King Louis enlisted a regiment of Croatian mercenaries to aid in his military efforts. Interestingly, these Croatians wore ornate, knotted scarves around their necks. Enlisted soldiers wore coarse, though cloths, while officers wore more delicate, silken or linen ones.
At any rate, the French word for Croatian is Croate. It isn’t a huge leap to see that cravate is a corruption of this word, as the pronunciations are quite similar.
In a nutshell, this neckwear was named “cravat” due to a widespread mispronunciation.
The French adopted the cravat into their everyday wear years later. Given the increasing interdependence of Europe at the time, the garment made its rounds to other locations in the world.
Beau Brummel, the famous British dandy who ushered in minimalism, simplicity, and use of dark colors that we still use today in modern dress, was known for wearing a starched white neckcloth in the early 19th century. Our neckwear -ties in particular- is derivative of that neckcloth.
Outfits were not complete without such a neckcloth in his time, and one can argue that an outfit is incomplete without a tie in ours.
Neckwear In The Present Day
While we don’t wrap our necks in linen to protect ourselves in battle anymore, we do wrap our necks in silk to keep warm, go to work, or just make a positive impression on those around us.
Even for those unfortunate chaps who don’t dress well can garner some extra credit for throwing on a tie. A slob in a tie is better than a slob in a t-shirt.
There’s still a market for neckties in the workplace, though it’s still recovering from the dreadful dress-down 1990s. Bow ties still retain a bit of professorial nerdiness but have seen a resurgence as men became more style-conscious in the 2010s.
Scarves, of course, are much more utilitarian than any kind of tie and thus have a place in every man’s closet, regardless of his own personal level of style.

Your objective: Can you set down the whole passage above on the history of neckwear, word for word?

Saved entries:

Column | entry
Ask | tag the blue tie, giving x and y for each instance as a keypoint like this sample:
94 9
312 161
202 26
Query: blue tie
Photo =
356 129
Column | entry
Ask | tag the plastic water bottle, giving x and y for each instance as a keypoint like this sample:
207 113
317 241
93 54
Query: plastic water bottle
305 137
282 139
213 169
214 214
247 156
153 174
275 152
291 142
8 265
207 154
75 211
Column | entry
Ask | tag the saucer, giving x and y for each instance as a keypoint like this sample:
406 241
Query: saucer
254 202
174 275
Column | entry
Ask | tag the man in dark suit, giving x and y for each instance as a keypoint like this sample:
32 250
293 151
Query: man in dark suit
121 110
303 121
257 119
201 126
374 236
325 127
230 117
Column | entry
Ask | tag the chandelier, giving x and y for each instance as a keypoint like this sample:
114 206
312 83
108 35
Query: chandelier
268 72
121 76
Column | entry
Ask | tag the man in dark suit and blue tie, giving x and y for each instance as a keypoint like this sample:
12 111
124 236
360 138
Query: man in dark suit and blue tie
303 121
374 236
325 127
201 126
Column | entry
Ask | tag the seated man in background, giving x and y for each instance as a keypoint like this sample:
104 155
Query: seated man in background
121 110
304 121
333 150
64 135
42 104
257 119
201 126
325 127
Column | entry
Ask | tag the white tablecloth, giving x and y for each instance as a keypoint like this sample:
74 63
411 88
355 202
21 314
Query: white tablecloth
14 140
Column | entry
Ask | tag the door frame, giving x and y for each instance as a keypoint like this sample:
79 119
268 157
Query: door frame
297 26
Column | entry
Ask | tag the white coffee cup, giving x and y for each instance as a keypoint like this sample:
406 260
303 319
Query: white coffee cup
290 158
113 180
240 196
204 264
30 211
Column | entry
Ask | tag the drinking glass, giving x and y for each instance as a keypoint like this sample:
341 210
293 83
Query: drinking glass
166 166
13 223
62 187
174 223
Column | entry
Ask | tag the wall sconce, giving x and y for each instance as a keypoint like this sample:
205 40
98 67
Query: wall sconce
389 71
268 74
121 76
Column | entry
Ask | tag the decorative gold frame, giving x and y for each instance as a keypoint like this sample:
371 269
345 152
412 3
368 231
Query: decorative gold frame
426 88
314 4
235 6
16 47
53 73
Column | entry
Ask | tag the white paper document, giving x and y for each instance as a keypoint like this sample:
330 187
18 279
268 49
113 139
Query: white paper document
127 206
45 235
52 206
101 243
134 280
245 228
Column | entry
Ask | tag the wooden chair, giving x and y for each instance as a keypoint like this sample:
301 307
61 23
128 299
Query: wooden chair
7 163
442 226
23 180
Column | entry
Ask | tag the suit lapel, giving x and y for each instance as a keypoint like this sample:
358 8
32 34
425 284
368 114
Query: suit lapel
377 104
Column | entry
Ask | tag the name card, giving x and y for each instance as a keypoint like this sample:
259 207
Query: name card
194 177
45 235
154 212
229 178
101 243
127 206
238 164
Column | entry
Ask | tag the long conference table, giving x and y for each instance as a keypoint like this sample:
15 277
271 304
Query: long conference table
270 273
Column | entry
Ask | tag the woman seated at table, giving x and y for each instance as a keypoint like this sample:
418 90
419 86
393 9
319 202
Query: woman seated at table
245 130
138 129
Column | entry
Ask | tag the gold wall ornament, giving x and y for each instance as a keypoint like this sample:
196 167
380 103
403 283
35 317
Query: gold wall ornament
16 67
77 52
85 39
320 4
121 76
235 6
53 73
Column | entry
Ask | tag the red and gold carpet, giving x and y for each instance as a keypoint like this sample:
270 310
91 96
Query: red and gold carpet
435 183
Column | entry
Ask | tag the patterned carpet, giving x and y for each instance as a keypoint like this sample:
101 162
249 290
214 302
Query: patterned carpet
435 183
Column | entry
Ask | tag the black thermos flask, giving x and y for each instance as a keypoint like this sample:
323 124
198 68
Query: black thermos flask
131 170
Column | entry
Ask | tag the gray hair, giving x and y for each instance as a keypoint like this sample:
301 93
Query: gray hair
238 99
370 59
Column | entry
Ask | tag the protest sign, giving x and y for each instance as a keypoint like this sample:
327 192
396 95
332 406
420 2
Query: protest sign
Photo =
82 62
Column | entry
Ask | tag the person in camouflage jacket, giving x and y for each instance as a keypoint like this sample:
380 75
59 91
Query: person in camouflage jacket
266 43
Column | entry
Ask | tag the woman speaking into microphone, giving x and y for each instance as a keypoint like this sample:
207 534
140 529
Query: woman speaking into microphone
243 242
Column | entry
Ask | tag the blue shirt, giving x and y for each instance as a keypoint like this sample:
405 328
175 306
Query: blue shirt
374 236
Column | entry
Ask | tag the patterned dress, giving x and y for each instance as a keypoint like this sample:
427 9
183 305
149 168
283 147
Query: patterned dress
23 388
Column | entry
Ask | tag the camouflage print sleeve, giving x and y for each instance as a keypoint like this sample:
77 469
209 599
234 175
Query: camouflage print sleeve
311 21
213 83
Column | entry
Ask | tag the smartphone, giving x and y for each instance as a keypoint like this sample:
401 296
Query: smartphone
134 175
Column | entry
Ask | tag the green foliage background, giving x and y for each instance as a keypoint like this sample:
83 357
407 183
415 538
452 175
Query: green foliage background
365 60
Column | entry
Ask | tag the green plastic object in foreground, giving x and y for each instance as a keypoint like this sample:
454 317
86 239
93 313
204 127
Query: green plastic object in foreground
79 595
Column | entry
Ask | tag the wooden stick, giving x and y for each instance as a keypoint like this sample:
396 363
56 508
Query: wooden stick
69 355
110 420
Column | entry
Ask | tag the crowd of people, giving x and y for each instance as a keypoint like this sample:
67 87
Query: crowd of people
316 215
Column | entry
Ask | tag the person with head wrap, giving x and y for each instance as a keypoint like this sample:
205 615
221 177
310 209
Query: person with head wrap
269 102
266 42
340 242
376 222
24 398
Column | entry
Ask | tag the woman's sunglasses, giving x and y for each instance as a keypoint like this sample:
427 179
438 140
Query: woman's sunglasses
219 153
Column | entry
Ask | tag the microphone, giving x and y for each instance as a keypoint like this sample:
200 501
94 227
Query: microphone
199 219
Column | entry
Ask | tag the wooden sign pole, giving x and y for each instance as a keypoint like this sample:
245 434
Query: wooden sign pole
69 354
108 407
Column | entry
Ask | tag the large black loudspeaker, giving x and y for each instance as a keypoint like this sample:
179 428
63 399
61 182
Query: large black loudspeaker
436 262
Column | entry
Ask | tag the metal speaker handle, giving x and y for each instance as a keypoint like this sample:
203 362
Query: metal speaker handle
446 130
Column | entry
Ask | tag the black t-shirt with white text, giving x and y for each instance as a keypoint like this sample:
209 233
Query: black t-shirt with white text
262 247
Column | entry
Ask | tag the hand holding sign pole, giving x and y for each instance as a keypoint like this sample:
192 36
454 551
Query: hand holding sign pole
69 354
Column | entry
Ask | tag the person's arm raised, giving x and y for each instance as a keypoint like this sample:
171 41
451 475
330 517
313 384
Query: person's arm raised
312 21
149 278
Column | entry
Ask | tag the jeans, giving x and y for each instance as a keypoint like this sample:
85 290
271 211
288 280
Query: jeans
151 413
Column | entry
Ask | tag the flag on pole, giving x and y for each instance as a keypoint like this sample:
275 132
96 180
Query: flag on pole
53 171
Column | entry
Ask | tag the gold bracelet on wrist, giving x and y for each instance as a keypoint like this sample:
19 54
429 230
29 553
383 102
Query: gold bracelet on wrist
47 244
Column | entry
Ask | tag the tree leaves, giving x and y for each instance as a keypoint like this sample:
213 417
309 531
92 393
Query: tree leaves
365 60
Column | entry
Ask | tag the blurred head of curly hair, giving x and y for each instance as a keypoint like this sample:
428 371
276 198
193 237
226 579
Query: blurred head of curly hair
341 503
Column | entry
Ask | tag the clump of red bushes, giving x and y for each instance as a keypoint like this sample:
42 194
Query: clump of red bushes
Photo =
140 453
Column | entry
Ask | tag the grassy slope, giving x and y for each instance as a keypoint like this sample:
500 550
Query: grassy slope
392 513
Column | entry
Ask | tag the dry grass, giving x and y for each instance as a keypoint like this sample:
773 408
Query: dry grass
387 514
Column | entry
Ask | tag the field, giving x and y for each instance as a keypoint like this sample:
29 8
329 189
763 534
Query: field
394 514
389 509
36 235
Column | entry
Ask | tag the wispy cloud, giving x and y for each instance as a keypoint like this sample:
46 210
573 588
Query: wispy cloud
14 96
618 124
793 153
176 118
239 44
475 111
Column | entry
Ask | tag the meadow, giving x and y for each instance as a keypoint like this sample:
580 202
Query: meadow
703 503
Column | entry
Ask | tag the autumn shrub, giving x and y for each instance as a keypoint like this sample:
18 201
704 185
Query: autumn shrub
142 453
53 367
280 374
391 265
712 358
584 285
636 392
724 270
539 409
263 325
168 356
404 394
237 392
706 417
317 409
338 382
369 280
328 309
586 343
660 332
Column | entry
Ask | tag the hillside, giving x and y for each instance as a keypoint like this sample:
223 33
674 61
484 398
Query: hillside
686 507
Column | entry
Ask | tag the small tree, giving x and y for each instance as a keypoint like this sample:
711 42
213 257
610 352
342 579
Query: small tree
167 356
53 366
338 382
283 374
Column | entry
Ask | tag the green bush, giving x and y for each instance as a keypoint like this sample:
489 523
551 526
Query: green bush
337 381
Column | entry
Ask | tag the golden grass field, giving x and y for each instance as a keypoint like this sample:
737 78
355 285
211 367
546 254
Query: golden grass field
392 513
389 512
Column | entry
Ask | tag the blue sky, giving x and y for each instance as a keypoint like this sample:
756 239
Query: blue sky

Written reply:
King Louis enlisted a regiment of Croatian mercenaries to aid in his military efforts. Interestingly, these Croatians wore ornate, knotted scarves around their necks. Enlisted soldiers wore coarse, though cloths, while officers wore more delicate, silken or linen ones.
At any rate, the French word for Croatian is Croate. It isn’t a huge leap to see that cravate is a corruption of this word, as the pronunciations are quite similar.
In a nutshell, this neckwear was named “cravat” due to a widespread mispronunciation.
The French adopted the cravat into their everyday wear years later. Given the increasing interdependence of Europe at the time, the garment made its rounds to other locations in the world.
Beau Brummel, the famous British dandy who ushered in minimalism, simplicity, and use of dark colors that we still use today in modern dress, was known for wearing a starched white neckcloth in the early 19th century. Our neckwear -ties in particular- is derivative of that neckcloth.
Outfits were not complete without such a neckcloth in his time, and one can argue that an outfit is incomplete without a tie in ours.
Neckwear In The Present Day
While we don’t wrap our necks in linen to protect ourselves in battle anymore, we do wrap our necks in silk to keep warm, go to work, or just make a positive impression on those around us.
Even for those unfortunate chaps who don’t dress well can garner some extra credit for throwing on a tie. A slob in a tie is better than a slob in a t-shirt.
There’s still a market for neckties in the workplace, though it’s still recovering from the dreadful dress-down 1990s. Bow ties still retain a bit of professorial nerdiness but have seen a resurgence as men became more style-conscious in the 2010s.
Scarves, of course, are much more utilitarian than any kind of tie and thus have a place in every man’s closet, regardless of his own personal level of style.